# PROBLEM REQUIREMENTS
The answer must be one number: the count of lines in the data below that include "Report".

# DATA IN THIS EXERCISE
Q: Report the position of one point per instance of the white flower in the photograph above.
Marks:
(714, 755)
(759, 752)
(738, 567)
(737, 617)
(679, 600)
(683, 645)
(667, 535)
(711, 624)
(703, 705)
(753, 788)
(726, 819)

---

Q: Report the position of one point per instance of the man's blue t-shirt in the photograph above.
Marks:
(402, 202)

# ANSWER AREA
2